— ABOUT THIS EXERCISE —
How many lines in the records below contain the word "Could"? Answer with the number alone.

— ENTRIES PROVIDED —
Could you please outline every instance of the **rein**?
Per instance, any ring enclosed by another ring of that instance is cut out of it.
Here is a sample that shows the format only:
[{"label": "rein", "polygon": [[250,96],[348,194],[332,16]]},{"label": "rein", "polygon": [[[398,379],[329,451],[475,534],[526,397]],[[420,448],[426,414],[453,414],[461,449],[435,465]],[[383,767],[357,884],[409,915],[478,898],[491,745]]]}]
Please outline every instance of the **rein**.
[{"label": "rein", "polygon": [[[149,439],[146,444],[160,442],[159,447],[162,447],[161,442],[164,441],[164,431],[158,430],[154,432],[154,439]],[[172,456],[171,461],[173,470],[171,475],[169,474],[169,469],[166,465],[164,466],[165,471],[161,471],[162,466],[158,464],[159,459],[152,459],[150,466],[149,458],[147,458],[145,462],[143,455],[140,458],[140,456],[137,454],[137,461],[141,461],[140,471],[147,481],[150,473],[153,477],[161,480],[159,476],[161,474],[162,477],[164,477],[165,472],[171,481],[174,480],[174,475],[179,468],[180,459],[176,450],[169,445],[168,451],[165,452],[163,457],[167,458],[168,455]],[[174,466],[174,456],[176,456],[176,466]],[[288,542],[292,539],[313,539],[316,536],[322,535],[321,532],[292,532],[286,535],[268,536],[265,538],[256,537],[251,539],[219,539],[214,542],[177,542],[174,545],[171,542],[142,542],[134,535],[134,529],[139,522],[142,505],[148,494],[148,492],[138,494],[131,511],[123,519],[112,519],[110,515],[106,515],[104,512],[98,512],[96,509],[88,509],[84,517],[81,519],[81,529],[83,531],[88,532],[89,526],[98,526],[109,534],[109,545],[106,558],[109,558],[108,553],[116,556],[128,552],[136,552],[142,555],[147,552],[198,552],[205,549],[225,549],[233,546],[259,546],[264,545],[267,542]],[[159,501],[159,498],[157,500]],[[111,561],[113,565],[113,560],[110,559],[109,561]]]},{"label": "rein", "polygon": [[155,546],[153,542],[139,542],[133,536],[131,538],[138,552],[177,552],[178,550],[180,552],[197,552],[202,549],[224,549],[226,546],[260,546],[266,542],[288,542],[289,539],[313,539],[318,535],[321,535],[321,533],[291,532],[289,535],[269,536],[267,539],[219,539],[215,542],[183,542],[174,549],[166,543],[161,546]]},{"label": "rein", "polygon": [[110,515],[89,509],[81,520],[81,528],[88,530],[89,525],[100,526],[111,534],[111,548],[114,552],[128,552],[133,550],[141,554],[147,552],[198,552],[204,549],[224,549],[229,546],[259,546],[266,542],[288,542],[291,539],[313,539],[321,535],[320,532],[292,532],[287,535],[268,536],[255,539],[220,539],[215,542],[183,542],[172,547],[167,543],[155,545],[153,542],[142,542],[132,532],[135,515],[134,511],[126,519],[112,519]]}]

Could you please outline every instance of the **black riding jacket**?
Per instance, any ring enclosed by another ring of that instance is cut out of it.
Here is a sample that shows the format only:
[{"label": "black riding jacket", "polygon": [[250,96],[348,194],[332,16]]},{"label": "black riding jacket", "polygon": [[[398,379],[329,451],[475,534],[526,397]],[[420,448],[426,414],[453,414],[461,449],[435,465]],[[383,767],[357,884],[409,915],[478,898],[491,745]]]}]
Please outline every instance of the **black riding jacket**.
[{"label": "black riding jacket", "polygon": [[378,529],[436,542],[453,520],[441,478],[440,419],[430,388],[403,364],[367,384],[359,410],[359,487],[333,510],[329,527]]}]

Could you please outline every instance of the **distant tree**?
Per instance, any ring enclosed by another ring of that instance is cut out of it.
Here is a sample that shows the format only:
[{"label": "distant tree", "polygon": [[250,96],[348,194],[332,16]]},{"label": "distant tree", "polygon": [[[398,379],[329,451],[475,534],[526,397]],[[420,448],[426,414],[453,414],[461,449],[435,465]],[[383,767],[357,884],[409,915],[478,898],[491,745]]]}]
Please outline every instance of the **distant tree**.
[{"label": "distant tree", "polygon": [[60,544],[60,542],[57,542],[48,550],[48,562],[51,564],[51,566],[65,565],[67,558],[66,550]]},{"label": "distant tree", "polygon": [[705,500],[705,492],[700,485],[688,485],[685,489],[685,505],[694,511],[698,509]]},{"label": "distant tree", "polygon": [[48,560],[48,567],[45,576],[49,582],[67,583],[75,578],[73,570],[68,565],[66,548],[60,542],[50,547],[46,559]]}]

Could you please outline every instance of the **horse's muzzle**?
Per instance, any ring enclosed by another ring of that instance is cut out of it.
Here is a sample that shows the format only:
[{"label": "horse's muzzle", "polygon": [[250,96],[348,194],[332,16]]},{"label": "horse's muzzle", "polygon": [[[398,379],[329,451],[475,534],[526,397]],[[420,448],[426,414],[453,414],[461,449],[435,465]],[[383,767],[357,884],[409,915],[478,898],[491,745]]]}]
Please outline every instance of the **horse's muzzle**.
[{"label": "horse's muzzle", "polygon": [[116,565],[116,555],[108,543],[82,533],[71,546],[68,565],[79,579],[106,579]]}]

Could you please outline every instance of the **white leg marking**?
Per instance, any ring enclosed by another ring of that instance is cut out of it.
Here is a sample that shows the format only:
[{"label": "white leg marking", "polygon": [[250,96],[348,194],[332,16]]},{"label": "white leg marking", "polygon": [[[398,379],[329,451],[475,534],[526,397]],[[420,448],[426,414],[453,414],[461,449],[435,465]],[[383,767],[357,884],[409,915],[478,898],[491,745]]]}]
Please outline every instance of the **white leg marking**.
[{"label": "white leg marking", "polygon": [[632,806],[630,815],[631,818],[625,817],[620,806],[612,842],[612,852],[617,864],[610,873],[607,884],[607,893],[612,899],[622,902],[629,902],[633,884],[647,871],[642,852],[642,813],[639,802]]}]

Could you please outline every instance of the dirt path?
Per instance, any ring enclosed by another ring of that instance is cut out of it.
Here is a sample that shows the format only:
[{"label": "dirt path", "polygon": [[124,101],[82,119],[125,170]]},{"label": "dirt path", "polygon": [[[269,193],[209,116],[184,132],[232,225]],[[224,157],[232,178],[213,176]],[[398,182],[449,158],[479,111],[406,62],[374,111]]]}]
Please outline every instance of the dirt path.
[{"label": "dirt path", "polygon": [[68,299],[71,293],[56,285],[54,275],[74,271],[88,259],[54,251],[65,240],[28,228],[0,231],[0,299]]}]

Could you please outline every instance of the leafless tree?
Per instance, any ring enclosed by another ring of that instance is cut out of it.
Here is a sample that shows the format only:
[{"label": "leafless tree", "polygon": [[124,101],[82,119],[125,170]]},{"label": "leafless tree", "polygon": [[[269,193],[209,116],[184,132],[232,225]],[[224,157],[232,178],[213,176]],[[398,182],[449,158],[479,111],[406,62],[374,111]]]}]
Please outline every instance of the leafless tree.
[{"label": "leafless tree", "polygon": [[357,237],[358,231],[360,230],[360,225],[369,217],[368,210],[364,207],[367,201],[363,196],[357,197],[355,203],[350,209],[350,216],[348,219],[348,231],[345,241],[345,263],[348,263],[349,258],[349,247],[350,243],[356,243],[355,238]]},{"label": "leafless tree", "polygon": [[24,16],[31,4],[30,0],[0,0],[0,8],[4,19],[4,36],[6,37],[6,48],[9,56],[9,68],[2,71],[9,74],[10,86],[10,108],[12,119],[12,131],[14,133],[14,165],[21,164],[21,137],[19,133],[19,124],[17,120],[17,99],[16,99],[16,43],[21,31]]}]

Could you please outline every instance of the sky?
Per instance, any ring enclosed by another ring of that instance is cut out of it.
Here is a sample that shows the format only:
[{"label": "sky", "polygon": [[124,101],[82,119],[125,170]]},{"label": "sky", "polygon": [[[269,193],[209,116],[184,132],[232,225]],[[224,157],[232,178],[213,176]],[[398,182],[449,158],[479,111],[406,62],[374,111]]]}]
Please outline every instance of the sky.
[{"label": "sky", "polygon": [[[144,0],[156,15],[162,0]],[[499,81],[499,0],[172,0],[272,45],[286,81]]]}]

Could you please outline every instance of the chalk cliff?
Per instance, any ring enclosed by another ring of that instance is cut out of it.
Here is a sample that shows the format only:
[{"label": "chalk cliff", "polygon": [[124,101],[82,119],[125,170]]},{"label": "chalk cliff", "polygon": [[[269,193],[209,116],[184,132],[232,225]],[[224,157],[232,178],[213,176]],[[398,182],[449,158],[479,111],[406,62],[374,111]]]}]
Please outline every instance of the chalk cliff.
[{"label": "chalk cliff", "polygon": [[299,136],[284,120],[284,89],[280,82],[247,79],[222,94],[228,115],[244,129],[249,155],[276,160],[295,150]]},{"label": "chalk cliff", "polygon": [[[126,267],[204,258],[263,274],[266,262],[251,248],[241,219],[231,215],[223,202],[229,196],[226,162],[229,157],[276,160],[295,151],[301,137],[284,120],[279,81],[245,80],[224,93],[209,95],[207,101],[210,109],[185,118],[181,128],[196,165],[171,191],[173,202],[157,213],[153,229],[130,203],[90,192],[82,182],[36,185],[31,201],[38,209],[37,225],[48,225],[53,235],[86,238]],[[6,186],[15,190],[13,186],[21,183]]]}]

— SOLUTION TO THIS EXERCISE —
9